Written exercise
Rewrite the rows below as a numbered list, skipping any blank lines.

Excerpted data

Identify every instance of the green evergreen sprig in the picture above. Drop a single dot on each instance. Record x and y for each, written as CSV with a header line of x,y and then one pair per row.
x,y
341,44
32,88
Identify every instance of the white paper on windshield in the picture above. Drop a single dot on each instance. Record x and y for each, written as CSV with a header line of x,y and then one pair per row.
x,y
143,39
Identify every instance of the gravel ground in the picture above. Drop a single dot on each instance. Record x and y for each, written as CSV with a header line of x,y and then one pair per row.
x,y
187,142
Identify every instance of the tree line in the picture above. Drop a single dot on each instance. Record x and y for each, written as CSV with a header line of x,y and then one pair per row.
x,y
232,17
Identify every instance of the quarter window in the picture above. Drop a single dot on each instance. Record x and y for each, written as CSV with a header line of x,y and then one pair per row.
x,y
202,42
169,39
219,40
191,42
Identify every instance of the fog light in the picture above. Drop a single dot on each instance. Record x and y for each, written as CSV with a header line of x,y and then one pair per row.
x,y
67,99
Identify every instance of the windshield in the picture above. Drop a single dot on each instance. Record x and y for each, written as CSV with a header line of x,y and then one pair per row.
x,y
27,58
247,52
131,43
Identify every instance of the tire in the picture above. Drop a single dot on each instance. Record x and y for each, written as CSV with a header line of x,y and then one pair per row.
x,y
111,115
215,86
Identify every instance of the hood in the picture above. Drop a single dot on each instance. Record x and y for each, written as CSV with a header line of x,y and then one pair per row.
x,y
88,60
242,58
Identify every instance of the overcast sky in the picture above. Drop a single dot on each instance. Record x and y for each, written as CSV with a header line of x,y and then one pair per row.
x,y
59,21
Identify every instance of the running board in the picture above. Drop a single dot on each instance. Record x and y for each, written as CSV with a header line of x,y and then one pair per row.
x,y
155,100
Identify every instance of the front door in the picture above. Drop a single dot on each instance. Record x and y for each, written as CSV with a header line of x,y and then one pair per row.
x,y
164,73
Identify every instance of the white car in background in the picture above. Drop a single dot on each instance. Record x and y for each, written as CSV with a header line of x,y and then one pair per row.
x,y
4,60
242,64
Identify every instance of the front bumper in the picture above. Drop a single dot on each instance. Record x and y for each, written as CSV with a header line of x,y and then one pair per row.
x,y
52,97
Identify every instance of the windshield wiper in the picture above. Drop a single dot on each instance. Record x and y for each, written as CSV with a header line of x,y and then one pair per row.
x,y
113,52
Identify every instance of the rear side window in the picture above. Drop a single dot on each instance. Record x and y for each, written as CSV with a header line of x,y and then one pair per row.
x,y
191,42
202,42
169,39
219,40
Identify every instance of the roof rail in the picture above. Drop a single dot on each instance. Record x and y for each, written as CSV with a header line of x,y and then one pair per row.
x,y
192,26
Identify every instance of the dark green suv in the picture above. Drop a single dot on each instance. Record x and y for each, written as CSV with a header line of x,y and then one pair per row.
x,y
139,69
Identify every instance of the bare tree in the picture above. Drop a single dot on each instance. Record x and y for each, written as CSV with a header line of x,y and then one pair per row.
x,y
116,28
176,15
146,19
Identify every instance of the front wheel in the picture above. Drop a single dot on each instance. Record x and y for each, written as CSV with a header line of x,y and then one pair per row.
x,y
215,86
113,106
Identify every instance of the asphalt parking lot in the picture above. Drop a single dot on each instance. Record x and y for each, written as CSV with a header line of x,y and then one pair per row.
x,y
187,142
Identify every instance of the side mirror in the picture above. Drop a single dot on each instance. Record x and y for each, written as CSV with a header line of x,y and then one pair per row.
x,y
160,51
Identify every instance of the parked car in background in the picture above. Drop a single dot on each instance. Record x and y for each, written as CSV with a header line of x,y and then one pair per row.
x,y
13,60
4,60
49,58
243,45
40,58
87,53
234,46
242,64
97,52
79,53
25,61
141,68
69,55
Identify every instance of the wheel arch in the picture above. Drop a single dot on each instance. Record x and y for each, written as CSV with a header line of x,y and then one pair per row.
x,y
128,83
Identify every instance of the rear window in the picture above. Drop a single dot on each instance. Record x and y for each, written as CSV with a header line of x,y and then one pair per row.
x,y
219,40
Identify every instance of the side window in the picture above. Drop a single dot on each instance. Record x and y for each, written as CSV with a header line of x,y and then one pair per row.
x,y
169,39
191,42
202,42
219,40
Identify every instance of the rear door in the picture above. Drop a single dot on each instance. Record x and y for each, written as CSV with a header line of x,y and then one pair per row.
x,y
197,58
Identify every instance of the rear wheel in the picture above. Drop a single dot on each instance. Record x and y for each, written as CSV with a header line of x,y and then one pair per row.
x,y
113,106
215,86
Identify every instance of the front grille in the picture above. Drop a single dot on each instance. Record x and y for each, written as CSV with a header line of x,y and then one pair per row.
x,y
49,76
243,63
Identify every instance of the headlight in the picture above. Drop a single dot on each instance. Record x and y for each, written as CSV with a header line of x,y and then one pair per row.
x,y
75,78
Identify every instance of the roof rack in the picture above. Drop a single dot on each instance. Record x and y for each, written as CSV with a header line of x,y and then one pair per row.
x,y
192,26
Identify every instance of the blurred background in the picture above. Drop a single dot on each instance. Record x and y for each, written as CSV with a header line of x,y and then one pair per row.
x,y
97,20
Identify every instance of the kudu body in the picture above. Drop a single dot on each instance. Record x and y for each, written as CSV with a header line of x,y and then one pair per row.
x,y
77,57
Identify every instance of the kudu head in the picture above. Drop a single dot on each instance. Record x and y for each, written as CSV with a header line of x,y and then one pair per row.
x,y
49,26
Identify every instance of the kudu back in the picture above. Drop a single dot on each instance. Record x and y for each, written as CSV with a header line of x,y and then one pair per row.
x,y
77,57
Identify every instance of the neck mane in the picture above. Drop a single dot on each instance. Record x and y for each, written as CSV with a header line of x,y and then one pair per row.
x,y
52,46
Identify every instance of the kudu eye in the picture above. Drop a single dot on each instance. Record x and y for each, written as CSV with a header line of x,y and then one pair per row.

Full solution
1. Identify every instance of the green evergreen sprig in the picture above. Drop a single dot on each instance. Record x and y for each, written as CSV with a header line of x,y and then one pair per row.
2. x,y
3. 341,44
4. 32,88
5. Identify every instance of the white paper on windshield in the picture above. Drop a single dot on each instance. Record x and y for each, written as CSV with a header line of x,y and then one pair per row.
6. x,y
7. 143,39
8. Identify every instance of the gravel ground in the picture above. Drop a single dot on each instance. Record x and y for each, written as CSV with a header line of x,y and then one pair per row.
9. x,y
10. 187,142
11. Identify every instance of the tree line in the picture above. Drop a single dot on each instance. Record x and y for each, written as CSV with a header line of x,y and then one pair per row.
12. x,y
13. 232,17
14. Identify every instance of the quarter window in the picture above. Drop a single dot on each instance. Record x and y for each, written as CSV with a header line of x,y and then one pair per row.
15. x,y
16. 202,42
17. 169,39
18. 219,40
19. 191,42
20. Identify every instance of the fog light in the picture above. Drop a single dot on each instance. Record x and y for each, written as CSV with a header line of x,y and then one pair per row.
21. x,y
22. 67,99
23. Identify every instance of the windshield in the picture above. Drop a single dot on each instance. Record x and y for each, written as CSV with a header line of x,y and then one pair per row.
24. x,y
25. 27,58
26. 247,52
27. 131,43
28. Identify every instance of the tire in the picture above. Drop a single dot on each instance. Record x and y for each, written as CSV with a header line of x,y and then one pair per row.
29. x,y
30. 111,115
31. 215,86
32. Identify every instance of the hood in the picture above. Drop a single dot on each instance. Record x and y for each, written as CSV with a header line of x,y and then one pair per row.
33. x,y
34. 88,60
35. 242,58
36. Identify every instance of the overcast sky in the picture above. Drop a single dot on each instance. Record x and y for each, written as CSV with a header line of x,y and then one pair per row.
37. x,y
38. 59,21
39. Identify every instance of the running board in the picture above. Drop a single dot on each instance. Record x and y for each, written as CSV with a header line of x,y and then one pair per row.
40. x,y
41. 155,100
42. Identify every instance of the front door in the picture above. Drop a single dot on each instance. Record x and y for each, written as CSV with a header line of x,y and then one pair per row.
43. x,y
44. 164,73
45. Identify every instance of the white car in background in the picture above. Drop a single dot on each instance. Record x and y for each, written as CSV with a header line of x,y and then one pair per row.
46. x,y
47. 4,60
48. 242,64
49. Identify every instance of the front bumper in the picture above. Drop a single dot on each instance. Record x and y for each, written as CSV with a header line of x,y and then one pair per row.
50. x,y
51. 52,97
52. Identify every instance of the windshield wiper in the picture above. Drop a single dot on each instance. Record x and y for each, written as CSV with a header line of x,y and then one pair per row.
53. x,y
54. 113,52
55. Identify every instance of the rear side window in the picture above. Drop a single dot on each instance. Record x and y for each, written as CSV with a header line of x,y and then one pair per row.
56. x,y
57. 191,42
58. 202,42
59. 169,39
60. 219,40
61. Identify every instance of the roof rail in the picture above. Drop a single dot on each instance. Record x and y for each, written as CSV with a header line of x,y and then one pair per row.
62. x,y
63. 192,26
64. Identify every instance of the dark green suv in the picture above. Drop a single dot on each instance. Record x and y for each, written as CSV with a header line of x,y and then one pair per row.
65. x,y
66. 139,69
67. Identify every instance of the bare tree in the picture above. Drop a single dot on each instance. Record x and y for each, written as CSV with a header line of x,y and then one pair per row.
68. x,y
69. 116,28
70. 176,15
71. 146,19
72. Identify every instance of the front wheel in the picture above. Drop a single dot on each instance. Record x and y for each, written as CSV with a header line of x,y and then one pair per row.
73. x,y
74. 215,86
75. 113,106
76. Identify every instance of the asphalt parking lot in the picture above. Drop a single dot on each instance. Record x and y for each, written as CSV with a header line of x,y and then one pair per row.
77. x,y
78. 187,142
79. Identify every instance of the side mirror in the picture above. Drop a single dot on each instance. Record x and y for each, written as CSV with a header line of x,y and then one pair per row.
80. x,y
81. 160,51
82. Identify every instance of the parked car in background in the picture above. Drop a single dot on each instance. Record x and y for each, written as CSV with a header line of x,y and then one pair per row.
83. x,y
84. 13,60
85. 4,60
86. 49,58
87. 243,45
88. 40,58
89. 87,53
90. 234,46
91. 242,64
92. 97,52
93. 79,53
94. 25,61
95. 141,68
96. 69,55
97. Identify every instance of the wheel arch in the picture above. Drop a single dot on each instance. Record x and y for each, written as CSV with a header line of x,y and then one pair per row.
98. x,y
99. 128,83
100. Identify every instance of the rear window in the picture above. Drop a single dot on each instance. Record x and y for each, written as CSV with a header line of x,y and then one pair per row.
101. x,y
102. 219,40
103. Identify every instance of the side window in the picture above. Drop a single dot on each instance. Record x and y for each, written as CSV with a header line of x,y and then one pair per row.
104. x,y
105. 169,39
106. 191,42
107. 202,42
108. 219,40
109. Identify every instance of the rear door in the picture above. Drop a single dot on each instance. Record x and y for each, written as CSV with a header line of x,y and then one pair per row.
110. x,y
111. 197,58
112. Identify every instance of the rear wheel in the picture above. Drop a single dot on each instance. Record x and y for each, written as CSV with a header line of x,y and then one pair per row.
113. x,y
114. 113,106
115. 215,86
116. Identify every instance of the front grille in the picture above. Drop a single dot on each instance. Record x and y for each, written as CSV with a header line of x,y and then one pair per row.
117. x,y
118. 49,76
119. 243,63
120. Identify every instance of the headlight in the picture above. Drop a single dot on each instance. Record x and y for each, written as CSV with a header line of x,y and then one pair per row.
121. x,y
122. 75,78
123. Identify every instance of the roof rack in the picture above. Drop a single dot on each instance. Record x and y for each, written as CSV with a header line of x,y and then one pair per row.
124. x,y
125. 192,26
126. Identify every instance of the blurred background in the picture above. Drop a single dot on each instance. Record x and y for each, written as CSV with a header line of x,y and then one pair per row.
127. x,y
128. 97,20
129. Identify every instance of the kudu body in the picture above. Drop a single dot on each instance. Record x and y for each, written as CSV with a header line of x,y and then one pair per row.
130. x,y
131. 77,57
132. Identify every instance of the kudu head in the picture above. Drop a single dot on each instance. Record x and y for each, written as CSV with a header line of x,y and then one pair per row.
133. x,y
134. 49,26
135. Identify every instance of the kudu back in the picture above. Drop a single dot on each instance. Record x and y for each, written as CSV with a header line of x,y and then one pair per row.
136. x,y
137. 77,57
138. Identify every instance of the neck mane in the picture above. Drop a single dot on each instance. Record x and y for each, written as CSV with a header line of x,y and then one pair per row.
139. x,y
140. 52,46
141. Identify every instance of the kudu eye in the picture above. Drop a single dot on each instance. Record x and y for each, written as CSV with a header line of x,y and then one pair per row.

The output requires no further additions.